------ DATASET CONTENT

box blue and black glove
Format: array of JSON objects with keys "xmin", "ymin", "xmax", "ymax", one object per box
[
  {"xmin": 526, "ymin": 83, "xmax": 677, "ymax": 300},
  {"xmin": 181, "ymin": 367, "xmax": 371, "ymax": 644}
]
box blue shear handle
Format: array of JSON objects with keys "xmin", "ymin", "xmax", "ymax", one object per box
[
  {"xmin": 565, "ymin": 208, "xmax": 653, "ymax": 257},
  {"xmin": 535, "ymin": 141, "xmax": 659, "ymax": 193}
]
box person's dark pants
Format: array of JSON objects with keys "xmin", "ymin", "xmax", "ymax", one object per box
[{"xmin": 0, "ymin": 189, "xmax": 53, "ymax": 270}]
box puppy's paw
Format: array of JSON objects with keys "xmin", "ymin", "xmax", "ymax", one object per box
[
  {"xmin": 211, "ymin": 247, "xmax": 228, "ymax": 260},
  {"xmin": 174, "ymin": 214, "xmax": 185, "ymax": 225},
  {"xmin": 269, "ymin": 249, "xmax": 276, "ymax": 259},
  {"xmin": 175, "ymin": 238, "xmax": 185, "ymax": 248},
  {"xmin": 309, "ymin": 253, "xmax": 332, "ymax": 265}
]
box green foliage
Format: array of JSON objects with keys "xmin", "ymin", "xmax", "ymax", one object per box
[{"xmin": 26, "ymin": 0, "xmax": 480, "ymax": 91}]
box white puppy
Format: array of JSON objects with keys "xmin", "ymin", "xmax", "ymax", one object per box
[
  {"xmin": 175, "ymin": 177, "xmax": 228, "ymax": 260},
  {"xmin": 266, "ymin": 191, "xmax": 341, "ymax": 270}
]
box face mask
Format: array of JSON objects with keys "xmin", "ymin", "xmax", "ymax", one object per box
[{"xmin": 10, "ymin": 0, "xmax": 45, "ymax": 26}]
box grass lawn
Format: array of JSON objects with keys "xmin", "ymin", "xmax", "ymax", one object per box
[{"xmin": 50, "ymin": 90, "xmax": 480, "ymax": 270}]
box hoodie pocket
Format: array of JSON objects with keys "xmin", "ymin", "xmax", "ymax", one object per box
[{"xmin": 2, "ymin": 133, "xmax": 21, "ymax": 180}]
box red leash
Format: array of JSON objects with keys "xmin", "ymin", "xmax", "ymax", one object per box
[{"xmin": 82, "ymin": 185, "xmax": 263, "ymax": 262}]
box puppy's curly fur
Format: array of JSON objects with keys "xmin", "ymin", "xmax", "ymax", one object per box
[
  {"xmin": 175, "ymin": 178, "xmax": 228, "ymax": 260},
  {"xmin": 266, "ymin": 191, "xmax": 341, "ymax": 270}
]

------------

YOUR GOAL: Among the lines above, return those that hold the word "blue".

RESPONSE TO THIS EXERCISE:
box blue and black glove
box blue shear handle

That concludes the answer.